Start of INFORMATION GIVEN

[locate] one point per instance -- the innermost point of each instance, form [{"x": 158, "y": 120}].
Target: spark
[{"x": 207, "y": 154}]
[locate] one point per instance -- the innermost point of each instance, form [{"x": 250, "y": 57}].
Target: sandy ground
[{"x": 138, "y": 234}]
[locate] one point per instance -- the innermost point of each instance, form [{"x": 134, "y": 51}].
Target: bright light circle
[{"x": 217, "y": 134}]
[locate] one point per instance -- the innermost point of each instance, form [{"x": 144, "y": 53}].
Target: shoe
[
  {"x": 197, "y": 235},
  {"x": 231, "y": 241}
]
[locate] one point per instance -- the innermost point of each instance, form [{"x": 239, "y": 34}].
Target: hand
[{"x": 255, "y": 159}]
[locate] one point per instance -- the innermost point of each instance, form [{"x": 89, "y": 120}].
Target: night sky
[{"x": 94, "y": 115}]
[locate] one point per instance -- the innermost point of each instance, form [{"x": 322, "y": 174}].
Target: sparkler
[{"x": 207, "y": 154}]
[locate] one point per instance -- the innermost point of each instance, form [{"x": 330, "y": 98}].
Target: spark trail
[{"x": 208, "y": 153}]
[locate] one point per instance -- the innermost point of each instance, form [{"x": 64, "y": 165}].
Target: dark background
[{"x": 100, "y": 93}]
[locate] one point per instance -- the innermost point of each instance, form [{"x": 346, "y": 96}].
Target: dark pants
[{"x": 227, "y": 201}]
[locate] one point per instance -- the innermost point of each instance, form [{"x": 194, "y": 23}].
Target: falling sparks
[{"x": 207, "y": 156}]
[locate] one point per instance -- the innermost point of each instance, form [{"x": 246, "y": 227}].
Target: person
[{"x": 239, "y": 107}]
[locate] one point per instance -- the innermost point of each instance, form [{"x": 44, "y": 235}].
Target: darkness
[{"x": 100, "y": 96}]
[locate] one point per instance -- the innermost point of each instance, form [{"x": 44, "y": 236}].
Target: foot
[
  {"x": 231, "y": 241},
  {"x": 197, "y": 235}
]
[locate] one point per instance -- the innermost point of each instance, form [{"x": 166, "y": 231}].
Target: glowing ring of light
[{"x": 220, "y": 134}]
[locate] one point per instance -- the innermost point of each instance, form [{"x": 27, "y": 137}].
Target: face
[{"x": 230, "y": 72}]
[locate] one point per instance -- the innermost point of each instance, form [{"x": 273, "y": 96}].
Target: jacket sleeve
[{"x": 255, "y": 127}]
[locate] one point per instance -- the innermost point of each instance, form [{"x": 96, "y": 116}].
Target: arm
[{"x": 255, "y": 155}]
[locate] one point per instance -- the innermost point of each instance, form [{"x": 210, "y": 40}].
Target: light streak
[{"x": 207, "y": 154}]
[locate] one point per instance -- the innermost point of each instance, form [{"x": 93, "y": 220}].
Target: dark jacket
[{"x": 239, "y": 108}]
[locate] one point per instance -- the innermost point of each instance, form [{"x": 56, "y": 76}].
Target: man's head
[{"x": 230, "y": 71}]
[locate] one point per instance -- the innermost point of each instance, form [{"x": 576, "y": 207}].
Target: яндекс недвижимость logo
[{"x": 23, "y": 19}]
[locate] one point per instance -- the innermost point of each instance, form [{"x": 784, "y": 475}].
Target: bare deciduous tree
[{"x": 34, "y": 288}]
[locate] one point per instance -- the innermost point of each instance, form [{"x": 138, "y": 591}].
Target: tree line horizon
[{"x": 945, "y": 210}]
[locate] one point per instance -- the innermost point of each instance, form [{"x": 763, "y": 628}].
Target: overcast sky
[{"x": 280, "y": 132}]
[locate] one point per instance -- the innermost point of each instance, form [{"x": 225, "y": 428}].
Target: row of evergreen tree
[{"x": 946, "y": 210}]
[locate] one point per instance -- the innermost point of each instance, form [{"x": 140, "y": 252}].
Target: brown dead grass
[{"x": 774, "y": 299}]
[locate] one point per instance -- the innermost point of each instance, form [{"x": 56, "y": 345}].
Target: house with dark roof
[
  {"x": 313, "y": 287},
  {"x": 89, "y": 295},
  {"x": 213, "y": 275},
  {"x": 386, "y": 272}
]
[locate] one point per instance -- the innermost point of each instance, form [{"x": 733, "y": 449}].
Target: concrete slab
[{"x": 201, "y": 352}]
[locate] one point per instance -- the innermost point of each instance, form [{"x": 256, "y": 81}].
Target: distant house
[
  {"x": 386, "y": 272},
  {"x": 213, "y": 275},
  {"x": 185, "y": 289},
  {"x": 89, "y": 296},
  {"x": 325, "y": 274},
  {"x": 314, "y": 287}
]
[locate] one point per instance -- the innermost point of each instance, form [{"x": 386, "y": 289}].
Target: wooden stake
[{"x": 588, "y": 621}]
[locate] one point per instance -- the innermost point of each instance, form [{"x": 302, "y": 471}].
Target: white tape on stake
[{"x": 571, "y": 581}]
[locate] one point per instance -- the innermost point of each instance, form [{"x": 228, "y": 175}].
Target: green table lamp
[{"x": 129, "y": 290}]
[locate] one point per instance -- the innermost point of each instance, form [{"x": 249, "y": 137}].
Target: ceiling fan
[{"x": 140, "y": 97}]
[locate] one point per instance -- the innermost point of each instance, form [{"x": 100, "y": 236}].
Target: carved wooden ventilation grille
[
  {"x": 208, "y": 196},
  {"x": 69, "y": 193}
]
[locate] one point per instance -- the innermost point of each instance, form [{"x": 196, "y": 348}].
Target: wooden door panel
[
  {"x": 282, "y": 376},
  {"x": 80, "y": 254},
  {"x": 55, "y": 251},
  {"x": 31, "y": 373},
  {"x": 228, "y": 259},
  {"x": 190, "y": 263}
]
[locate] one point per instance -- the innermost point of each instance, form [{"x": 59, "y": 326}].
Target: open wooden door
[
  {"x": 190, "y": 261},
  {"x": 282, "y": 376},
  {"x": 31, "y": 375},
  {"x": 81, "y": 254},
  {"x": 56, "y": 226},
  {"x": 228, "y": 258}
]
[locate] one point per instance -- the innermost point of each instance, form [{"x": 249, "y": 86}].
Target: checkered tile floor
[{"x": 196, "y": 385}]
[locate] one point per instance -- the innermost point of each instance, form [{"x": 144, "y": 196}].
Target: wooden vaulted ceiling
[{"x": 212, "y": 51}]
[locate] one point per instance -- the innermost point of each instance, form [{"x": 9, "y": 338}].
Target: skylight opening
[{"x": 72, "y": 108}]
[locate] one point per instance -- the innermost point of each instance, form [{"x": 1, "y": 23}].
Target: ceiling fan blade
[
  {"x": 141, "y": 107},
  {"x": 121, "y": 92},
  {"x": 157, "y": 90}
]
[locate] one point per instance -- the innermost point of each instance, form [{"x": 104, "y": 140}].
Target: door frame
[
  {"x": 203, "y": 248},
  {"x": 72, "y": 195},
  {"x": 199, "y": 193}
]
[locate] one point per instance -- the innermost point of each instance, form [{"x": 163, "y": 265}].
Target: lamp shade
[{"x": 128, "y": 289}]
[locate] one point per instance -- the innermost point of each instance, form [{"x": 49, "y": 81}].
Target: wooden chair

End of INFORMATION GIVEN

**WORK REQUEST:**
For each record above, output it exactly as written.

**WRITTEN SOLUTION:**
[locate] one point per instance -- the innermost point of each instance, form [{"x": 158, "y": 120}].
Target: spark
[{"x": 207, "y": 154}]
[locate] one point per instance -- the innermost point of each instance, form [{"x": 250, "y": 57}].
Target: sandy ground
[{"x": 138, "y": 234}]
[locate] one point per instance -- the innermost point of each instance, form [{"x": 134, "y": 51}].
Target: bright light circle
[{"x": 217, "y": 134}]
[locate] one point per instance -- the innermost point of each instance, form [{"x": 144, "y": 53}].
Target: shoe
[
  {"x": 197, "y": 235},
  {"x": 231, "y": 241}
]
[locate] one point per instance -- the innermost point of each instance, form [{"x": 239, "y": 34}].
Target: hand
[{"x": 255, "y": 159}]
[locate] one point per instance -- the innermost point of each instance, form [{"x": 89, "y": 120}].
Target: night sky
[{"x": 94, "y": 115}]
[locate] one point per instance -- the innermost point of each instance, form [{"x": 322, "y": 174}].
Target: sparkler
[{"x": 207, "y": 154}]
[locate] one point per instance -- the innermost point of each instance, form [{"x": 330, "y": 98}].
Target: spark trail
[{"x": 208, "y": 153}]
[locate] one point per instance -- the innermost point of each instance, form [{"x": 64, "y": 165}].
Target: dark background
[{"x": 100, "y": 93}]
[locate] one point per instance -- the innermost point of each instance, form [{"x": 346, "y": 96}].
Target: dark pants
[{"x": 227, "y": 201}]
[locate] one point per instance -- the innermost point of each instance, form [{"x": 194, "y": 23}].
Target: falling sparks
[{"x": 207, "y": 156}]
[locate] one point per instance -- the innermost point of each instance, form [{"x": 246, "y": 227}].
Target: person
[{"x": 239, "y": 107}]
[locate] one point per instance -- the innermost point of each instance, form [{"x": 44, "y": 235}].
Target: darkness
[{"x": 100, "y": 96}]
[locate] one point per instance -- the innermost point of each instance, form [{"x": 44, "y": 236}].
Target: foot
[
  {"x": 231, "y": 241},
  {"x": 197, "y": 235}
]
[locate] one point per instance -- the innermost point of each instance, form [{"x": 166, "y": 231}].
Target: glowing ring of light
[{"x": 220, "y": 134}]
[locate] one point per instance -- the innermost point of each instance, form [{"x": 27, "y": 137}].
Target: face
[{"x": 230, "y": 72}]
[locate] one point per instance -- the innermost point of each instance, form [{"x": 273, "y": 96}].
Target: jacket sleeve
[{"x": 255, "y": 127}]
[locate] one point per instance -- the innermost point of each instance, form [{"x": 96, "y": 116}].
Target: arm
[{"x": 255, "y": 155}]
[locate] one point per instance -- the innermost point of each instance, form [{"x": 210, "y": 40}].
Target: light streak
[{"x": 207, "y": 154}]
[locate] one point per instance -- the innermost point of each instance, form [{"x": 93, "y": 220}].
Target: dark jacket
[{"x": 239, "y": 108}]
[locate] one point per instance -- the innermost point of each instance, form [{"x": 56, "y": 76}].
Target: man's head
[{"x": 230, "y": 71}]
[locate] one point per instance -- the innermost point of each instance, form [{"x": 576, "y": 207}].
Target: яндекс недвижимость logo
[{"x": 23, "y": 19}]
[locate] one point per instance -- the innermost point of each instance, form [{"x": 784, "y": 475}].
Target: bare deciduous tree
[{"x": 34, "y": 288}]
[locate] one point per instance -- the innermost point of each instance, form [{"x": 138, "y": 591}].
Target: tree line horizon
[{"x": 945, "y": 210}]
[locate] one point per instance -- the innermost point of each instance, form [{"x": 763, "y": 628}].
Target: overcast sky
[{"x": 280, "y": 132}]
[locate] one point per instance -- the innermost point of each instance, form [{"x": 225, "y": 428}].
Target: row of evergreen tree
[{"x": 946, "y": 210}]
[locate] one point per instance -- the innermost point of each instance, form [{"x": 140, "y": 252}].
Target: brown dead grass
[{"x": 774, "y": 299}]
[locate] one point per instance -- the innermost point of each instance, form [{"x": 56, "y": 345}].
Target: house with dark roof
[
  {"x": 313, "y": 287},
  {"x": 89, "y": 295},
  {"x": 213, "y": 275},
  {"x": 386, "y": 272}
]
[locate] one point per instance -- the innermost point of each instance, form [{"x": 733, "y": 449}].
Target: concrete slab
[{"x": 201, "y": 352}]
[locate] one point per instance -- the innermost point of each instance, form [{"x": 256, "y": 81}].
Target: distant house
[
  {"x": 386, "y": 272},
  {"x": 213, "y": 275},
  {"x": 185, "y": 289},
  {"x": 89, "y": 296},
  {"x": 325, "y": 274},
  {"x": 314, "y": 287}
]
[locate] one point per instance -- the innermost point of each instance, form [{"x": 386, "y": 289}].
Target: wooden stake
[{"x": 588, "y": 621}]
[locate] one point per instance -- the innermost point of each instance, form [{"x": 302, "y": 471}].
Target: white tape on stake
[{"x": 571, "y": 581}]
[locate] one point per instance -- the innermost point of each instance, form [{"x": 228, "y": 175}].
Target: green table lamp
[{"x": 129, "y": 290}]
[locate] one point per instance -- the innermost point of each instance, form [{"x": 249, "y": 137}].
Target: ceiling fan
[{"x": 140, "y": 97}]
[locate] one point per instance -- the innermost point of each instance, form [{"x": 100, "y": 236}].
Target: carved wooden ventilation grille
[
  {"x": 208, "y": 196},
  {"x": 69, "y": 193}
]
[locate] one point per instance -- the innermost point of each instance, form [{"x": 196, "y": 348}].
Target: wooden door panel
[
  {"x": 282, "y": 376},
  {"x": 80, "y": 254},
  {"x": 55, "y": 251},
  {"x": 31, "y": 373},
  {"x": 228, "y": 259},
  {"x": 190, "y": 263}
]
[locate] one point per instance -- the innermost point of each instance, form [{"x": 59, "y": 326}].
Target: open wooden door
[
  {"x": 190, "y": 261},
  {"x": 282, "y": 376},
  {"x": 31, "y": 375},
  {"x": 81, "y": 254},
  {"x": 56, "y": 226},
  {"x": 228, "y": 258}
]
[locate] one point per instance -- the innermost point of each instance, form [{"x": 249, "y": 86}].
Target: checkered tile floor
[{"x": 196, "y": 385}]
[locate] one point per instance -- the innermost point of each instance, form [{"x": 144, "y": 196}].
Target: wooden vaulted ceiling
[{"x": 212, "y": 51}]
[locate] one point per instance -- the innermost point of each instance, form [{"x": 9, "y": 338}].
Target: skylight opening
[{"x": 72, "y": 108}]
[locate] one point per instance -- the innermost point of each instance, form [{"x": 1, "y": 23}].
Target: ceiling fan blade
[
  {"x": 141, "y": 107},
  {"x": 121, "y": 92},
  {"x": 157, "y": 90}
]
[locate] one point per instance -- the innermost point of each instance, form [{"x": 104, "y": 140}].
Target: door frame
[
  {"x": 203, "y": 248},
  {"x": 72, "y": 195},
  {"x": 199, "y": 193}
]
[locate] one point per instance -- the innermost point of each instance, form [{"x": 163, "y": 265}].
Target: lamp shade
[{"x": 128, "y": 289}]
[locate] one point per instance -- the innermost point of each instance, form [{"x": 49, "y": 81}].
Target: wooden chair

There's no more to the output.